— What is being asked —
Extract each line of the entries below that contains the word "forest", copying the lines in the order they appear.

— Given entries —

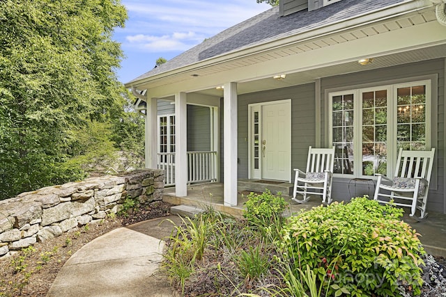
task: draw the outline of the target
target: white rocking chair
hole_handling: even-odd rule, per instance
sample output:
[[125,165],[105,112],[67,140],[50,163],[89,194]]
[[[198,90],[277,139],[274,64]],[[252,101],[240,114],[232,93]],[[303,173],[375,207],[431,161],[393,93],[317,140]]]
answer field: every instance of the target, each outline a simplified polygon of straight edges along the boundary
[[[426,218],[434,154],[434,148],[430,151],[400,149],[394,177],[376,175],[378,180],[374,199],[381,203],[394,200],[394,205],[410,207],[410,217],[417,220]],[[417,209],[420,211],[420,216],[415,216]]]
[[[334,147],[326,148],[308,148],[307,170],[304,172],[295,169],[293,201],[303,203],[309,199],[309,195],[321,195],[322,203],[332,202],[332,178],[334,165]],[[297,194],[303,195],[298,199]]]

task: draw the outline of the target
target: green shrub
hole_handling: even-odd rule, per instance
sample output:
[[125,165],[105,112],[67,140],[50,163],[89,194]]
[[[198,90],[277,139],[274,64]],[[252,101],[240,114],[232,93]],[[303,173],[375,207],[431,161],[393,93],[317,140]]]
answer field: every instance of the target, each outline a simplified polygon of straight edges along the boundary
[[241,250],[236,261],[241,275],[248,282],[259,279],[271,266],[268,253],[262,243],[255,247],[249,246],[247,250]]
[[399,296],[399,283],[419,295],[424,251],[402,213],[366,197],[315,207],[289,219],[280,245],[295,273],[308,265],[328,296]]
[[275,236],[282,229],[284,212],[289,207],[282,193],[275,195],[266,190],[261,194],[251,193],[247,198],[243,213],[245,218],[265,235]]

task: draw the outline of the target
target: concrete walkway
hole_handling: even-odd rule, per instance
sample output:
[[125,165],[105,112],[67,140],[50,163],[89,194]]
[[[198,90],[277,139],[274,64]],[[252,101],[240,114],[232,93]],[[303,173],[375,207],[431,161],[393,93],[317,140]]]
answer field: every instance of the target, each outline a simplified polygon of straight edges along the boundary
[[47,297],[177,296],[157,271],[176,216],[111,231],[83,246],[65,264]]

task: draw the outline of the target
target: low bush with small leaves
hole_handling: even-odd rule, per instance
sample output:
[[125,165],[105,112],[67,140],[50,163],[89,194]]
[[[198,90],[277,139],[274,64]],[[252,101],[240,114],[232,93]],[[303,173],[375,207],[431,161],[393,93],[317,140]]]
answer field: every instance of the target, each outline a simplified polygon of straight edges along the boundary
[[367,197],[315,207],[289,218],[280,246],[295,273],[309,267],[327,296],[399,296],[401,284],[417,296],[424,251],[402,214]]
[[282,193],[273,195],[266,190],[260,194],[251,193],[247,199],[245,218],[264,235],[275,237],[284,222],[284,213],[289,207]]

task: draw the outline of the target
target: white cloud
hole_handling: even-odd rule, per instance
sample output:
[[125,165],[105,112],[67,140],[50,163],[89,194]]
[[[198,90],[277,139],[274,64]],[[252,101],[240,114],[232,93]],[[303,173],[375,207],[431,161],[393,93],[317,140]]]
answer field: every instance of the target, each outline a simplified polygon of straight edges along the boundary
[[125,38],[132,46],[151,52],[185,51],[197,45],[203,38],[194,32],[174,32],[160,36],[137,34]]
[[128,12],[116,29],[126,58],[118,74],[123,82],[171,59],[217,33],[270,6],[256,0],[121,0]]

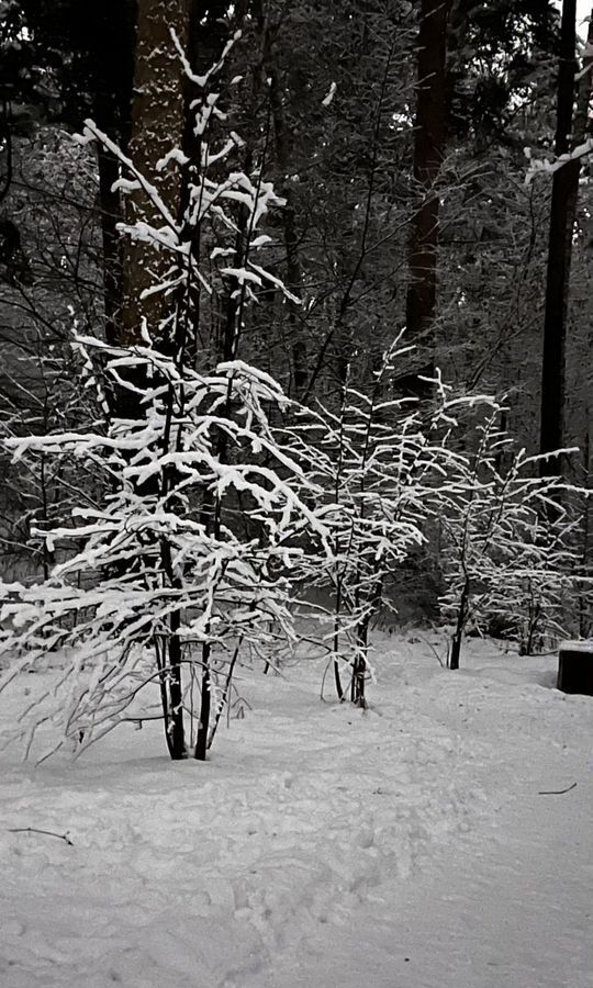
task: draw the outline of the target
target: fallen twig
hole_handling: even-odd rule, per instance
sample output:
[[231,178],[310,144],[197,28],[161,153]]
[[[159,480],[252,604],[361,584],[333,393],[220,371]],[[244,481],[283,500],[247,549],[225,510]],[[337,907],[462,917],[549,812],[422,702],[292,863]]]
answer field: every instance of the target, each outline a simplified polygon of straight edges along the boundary
[[44,833],[46,837],[55,837],[59,841],[66,841],[70,847],[74,847],[67,833],[55,833],[53,830],[40,830],[37,827],[10,827],[9,833]]
[[564,793],[570,793],[571,789],[574,789],[577,783],[572,783],[571,786],[567,786],[566,789],[540,789],[537,794],[538,796],[563,796]]

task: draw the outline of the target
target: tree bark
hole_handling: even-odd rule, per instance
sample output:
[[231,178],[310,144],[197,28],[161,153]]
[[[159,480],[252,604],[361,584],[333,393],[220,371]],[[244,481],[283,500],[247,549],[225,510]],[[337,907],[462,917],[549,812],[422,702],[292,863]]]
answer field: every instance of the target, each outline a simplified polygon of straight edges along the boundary
[[[136,26],[128,153],[176,220],[182,187],[180,167],[174,161],[161,168],[157,165],[168,151],[181,148],[183,143],[184,76],[171,29],[184,48],[190,10],[191,0],[139,0]],[[166,221],[142,190],[126,197],[125,220],[130,224],[142,221],[156,227],[166,226]],[[141,341],[143,318],[155,339],[166,337],[166,302],[160,293],[149,296],[144,293],[166,274],[170,262],[166,250],[147,242],[126,238],[120,339],[124,346]]]
[[[563,0],[555,138],[557,157],[567,154],[571,147],[575,44],[577,0]],[[558,171],[555,171],[552,179],[541,367],[539,451],[544,454],[559,449],[562,446],[564,434],[567,315],[579,172],[579,161],[570,161],[558,169]],[[560,470],[560,465],[557,459],[552,457],[542,462],[541,472],[544,474],[557,473]]]
[[451,0],[422,0],[414,127],[416,206],[409,246],[406,329],[418,347],[417,369],[430,371],[437,296],[439,201],[435,189],[447,135],[447,23]]

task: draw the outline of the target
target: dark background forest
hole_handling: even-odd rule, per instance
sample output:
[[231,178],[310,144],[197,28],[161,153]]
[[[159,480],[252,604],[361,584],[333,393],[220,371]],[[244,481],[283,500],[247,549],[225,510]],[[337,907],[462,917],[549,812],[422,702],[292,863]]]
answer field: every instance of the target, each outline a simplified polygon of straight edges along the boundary
[[[163,359],[199,373],[240,358],[271,375],[299,414],[322,407],[343,425],[379,380],[381,428],[402,402],[430,415],[427,379],[438,369],[459,400],[495,396],[496,436],[548,457],[534,461],[534,478],[559,475],[584,494],[593,268],[590,166],[579,148],[590,137],[591,50],[574,2],[560,10],[541,0],[4,0],[0,15],[4,580],[51,579],[60,543],[44,532],[64,525],[76,501],[102,504],[111,490],[71,450],[12,456],[26,437],[96,428],[72,332],[134,350],[148,327]],[[215,110],[221,92],[224,113]],[[192,182],[205,168],[200,100],[202,122],[203,108],[214,108],[204,126],[227,148],[208,157],[211,181],[231,169],[253,178],[256,200],[264,181],[281,198],[265,220],[266,274],[248,291],[247,193],[236,195],[231,239],[228,223],[223,233],[216,217],[190,216]],[[86,120],[90,143],[88,134],[74,138]],[[126,161],[150,195],[126,177]],[[165,251],[137,234],[139,224],[154,229],[163,209],[201,272],[181,301],[180,281],[163,289]],[[233,263],[224,267],[225,258]],[[127,390],[108,388],[111,419],[135,414],[142,382],[133,379],[131,398],[126,380]],[[463,428],[456,448],[475,453],[474,425]],[[220,462],[232,459],[226,444],[216,447]],[[567,447],[578,451],[548,456]],[[489,450],[484,463],[499,478],[516,468],[506,446]],[[328,456],[336,462],[340,453]],[[143,483],[136,493],[153,496]],[[163,483],[171,503],[176,478]],[[200,518],[217,517],[206,495],[200,504]],[[467,531],[467,502],[463,509],[456,507]],[[557,505],[547,521],[564,510]],[[569,569],[578,560],[586,580],[590,512],[571,512]],[[428,546],[392,560],[389,594],[374,570],[372,579],[357,570],[351,597],[342,571],[337,582],[327,576],[350,616],[362,615],[361,654],[383,596],[402,620],[435,619],[448,599],[441,613],[454,614],[459,635],[469,629],[450,596],[461,594],[462,610],[471,597],[467,559],[461,590],[451,592],[445,536],[434,529],[433,516]],[[552,536],[541,538],[539,559],[551,551]],[[496,539],[493,564],[506,551]],[[455,538],[451,546],[459,549]],[[558,611],[566,599],[550,604],[549,593],[536,606]],[[507,614],[513,602],[505,606]],[[569,630],[589,632],[588,606],[580,598]],[[496,620],[508,630],[503,611],[491,607],[490,630]],[[175,614],[168,619],[175,642]],[[534,641],[522,644],[532,650]]]

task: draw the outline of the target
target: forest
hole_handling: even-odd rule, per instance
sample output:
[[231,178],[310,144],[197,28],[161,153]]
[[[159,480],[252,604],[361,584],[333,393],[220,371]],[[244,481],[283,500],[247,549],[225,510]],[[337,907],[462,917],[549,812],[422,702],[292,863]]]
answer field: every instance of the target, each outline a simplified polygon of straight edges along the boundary
[[11,733],[203,761],[239,669],[363,709],[374,629],[586,639],[575,0],[0,19],[2,686],[66,656]]

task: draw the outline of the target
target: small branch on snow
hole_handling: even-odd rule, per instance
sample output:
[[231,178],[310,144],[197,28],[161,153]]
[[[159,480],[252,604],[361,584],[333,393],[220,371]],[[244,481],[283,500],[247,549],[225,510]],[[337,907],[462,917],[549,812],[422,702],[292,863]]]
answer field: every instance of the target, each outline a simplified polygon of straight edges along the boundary
[[563,796],[564,793],[570,793],[571,789],[577,788],[577,783],[572,783],[571,786],[567,786],[566,789],[540,789],[537,794],[538,796]]
[[74,843],[68,837],[68,831],[66,833],[55,833],[53,830],[38,830],[37,827],[10,827],[9,833],[44,833],[46,837],[55,837],[59,841],[66,841],[70,847],[74,847]]

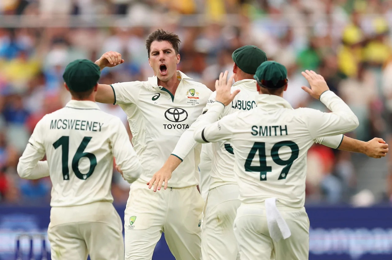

— Result of the task —
target: dark background forest
target: forest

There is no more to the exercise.